----- Task inputs

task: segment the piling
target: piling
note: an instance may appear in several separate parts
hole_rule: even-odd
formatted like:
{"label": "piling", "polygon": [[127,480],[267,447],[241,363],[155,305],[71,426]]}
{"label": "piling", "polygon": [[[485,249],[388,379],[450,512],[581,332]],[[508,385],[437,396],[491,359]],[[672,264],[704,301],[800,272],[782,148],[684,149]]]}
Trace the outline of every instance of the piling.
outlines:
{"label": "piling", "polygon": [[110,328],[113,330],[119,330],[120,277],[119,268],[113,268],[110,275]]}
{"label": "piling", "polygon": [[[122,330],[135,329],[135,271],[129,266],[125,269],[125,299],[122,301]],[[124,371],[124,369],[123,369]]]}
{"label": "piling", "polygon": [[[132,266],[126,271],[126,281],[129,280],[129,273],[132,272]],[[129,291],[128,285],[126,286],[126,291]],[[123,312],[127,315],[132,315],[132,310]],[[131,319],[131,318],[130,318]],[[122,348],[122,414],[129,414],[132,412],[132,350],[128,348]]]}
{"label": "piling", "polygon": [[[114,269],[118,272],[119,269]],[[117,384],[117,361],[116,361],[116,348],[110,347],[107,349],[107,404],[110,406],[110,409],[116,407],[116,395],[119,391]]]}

----------

## Task statement
Write out every line of the entries above again, requests included. Multiply each coordinate in the outlines by 2.55 and round to the nearest whole number, with halves rounded up. Leave the format samples unchanged.

## Task solution
task: segment the piling
target: piling
note: an instance may appear in several separate parts
hole_rule: even-odd
formatted like:
{"label": "piling", "polygon": [[127,480],[267,447],[241,363],[155,305],[71,426]]}
{"label": "piling", "polygon": [[[485,249],[388,379],[450,512],[581,332]],[[508,385],[437,396],[491,359]],[[672,264],[704,301],[800,272],[782,148],[684,149]]]}
Trace the outline of every instance of the piling.
outlines:
{"label": "piling", "polygon": [[281,836],[288,842],[303,842],[306,706],[303,683],[288,683],[281,701]]}
{"label": "piling", "polygon": [[[311,842],[344,839],[344,691],[329,678],[319,686],[319,762],[311,768]],[[316,946],[316,941],[314,941]]]}
{"label": "piling", "polygon": [[[337,678],[321,691],[321,717],[329,714],[329,696],[337,694]],[[329,742],[326,727],[321,729],[321,742]],[[314,796],[324,803],[337,803],[337,791]],[[334,813],[334,811],[332,811]],[[311,887],[311,1056],[329,1056],[337,1051],[337,893],[326,887]]]}
{"label": "piling", "polygon": [[[291,686],[301,694],[303,686]],[[298,979],[298,921],[296,921],[296,887],[281,885],[273,890],[273,1030],[281,1035],[281,1043],[296,1038],[296,1007],[303,997]]]}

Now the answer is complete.